Study material:
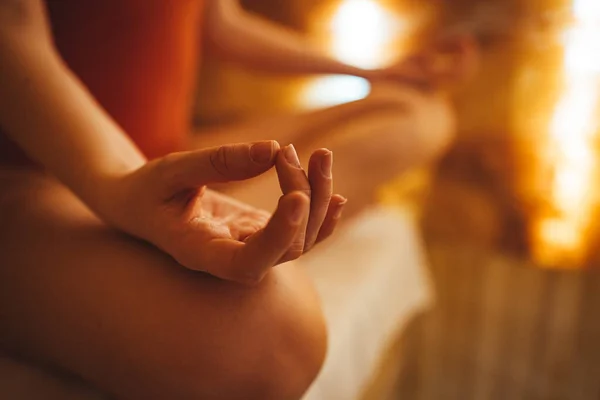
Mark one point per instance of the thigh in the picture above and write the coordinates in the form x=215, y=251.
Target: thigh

--

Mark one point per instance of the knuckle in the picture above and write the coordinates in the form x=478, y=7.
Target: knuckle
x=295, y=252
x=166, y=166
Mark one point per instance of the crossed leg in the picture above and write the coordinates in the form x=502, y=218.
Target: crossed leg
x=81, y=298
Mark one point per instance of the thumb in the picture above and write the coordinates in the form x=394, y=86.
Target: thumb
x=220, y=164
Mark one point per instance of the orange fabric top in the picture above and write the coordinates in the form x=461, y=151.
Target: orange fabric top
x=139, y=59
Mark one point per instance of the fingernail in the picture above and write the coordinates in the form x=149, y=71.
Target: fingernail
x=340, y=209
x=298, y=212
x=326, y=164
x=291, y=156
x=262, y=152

To do:
Everything above from the line containing "Mark one point per instance of the thigh" through the line containing "Target: thigh" must be copied exactly. Nothing outside that range belongs in the answer.

Answer section:
Mark one point per instance of the thigh in the picture above and write the coordinates in the form x=215, y=251.
Target: thigh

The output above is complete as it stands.